Window Screens to Handle Thin Papers During Processing
Last summer, a talented student at Anderson Ranch (Carla Shapiro) demonstrated her homemade screen system for transferring thin, delicate papers from one tray to another during processing steps. I'd heard of such methods but had never really worked with papers that merited such care in handling. That all changed with the platinum on vellum prints.
While shopping for some wooden frames and a roll of fiberglass screen so I could make a similar "hammock" for the prints, I noticed those aluminum framed, expandable window screen assemblies at the home improvement store. Hmmm. Anyway, I'm using them right now and they work perfectly to sandwich the thin vellum between the two layers of screen. By disassembling the original hardware that holds the screens together (and lets them slide apart to accommodate different window widths), I manually sandwich the print between the screens, holding them together with rubber bands. Drilling a good deal of holes in the screen perimeters helps them sink readily in the trays of clearing bath. And finally, the size I'm using (15" X 20") fits perfectly in the Zone VI print washer, letting me wash several larger (for me anyway) vellum prints as they are held securely, but with plenty of water circulation, in the washer. Oh, I place the two screens together in a way that allows the print to move a bit to help that circulation of chemistry or water. In other words, it's a loose sandwich in which the print has about 1/4" of space to "play." It breaths but doesn't slump down to the bottom of the washer as non supported prints are prone to do.

● GIVEN REQUEST 1
Write out the stretch of the passage on window screens from "Window Screens to" through "on vellum prints.", copying it word for word.
● GIVEN REQUEST 2
Please mark each statement below yes or no according to the passage on window screens, quoting the words that decide it: (a) The screens in use measure 15" X 20". (b) The two screens are held together by their original hardware. (c) The print is clamped tightly so it cannot move between the screens.

● RAW DATA

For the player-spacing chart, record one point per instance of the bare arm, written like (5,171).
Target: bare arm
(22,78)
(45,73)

● FINISHED ANSWER 1
Window Screens to Handle Thin Papers During Processing
Last summer, a talented student at Anderson Ranch (Carla Shapiro) demonstrated her homemade screen system for transferring thin, delicate papers from one tray to another during processing steps. I'd heard of such methods but had never really worked with papers that merited such care in handling. That all changed with the platinum on vellum prints.

● FINISHED ANSWER 2
(a) Yes: "the size I'm using (15" X 20") fits perfectly in the Zone VI print washer"
(b) No: "By disassembling the original hardware that holds the screens together" and "holding them together with rubber bands"
(c) No: "it's a loose sandwich in which the print has about 1/4" of space"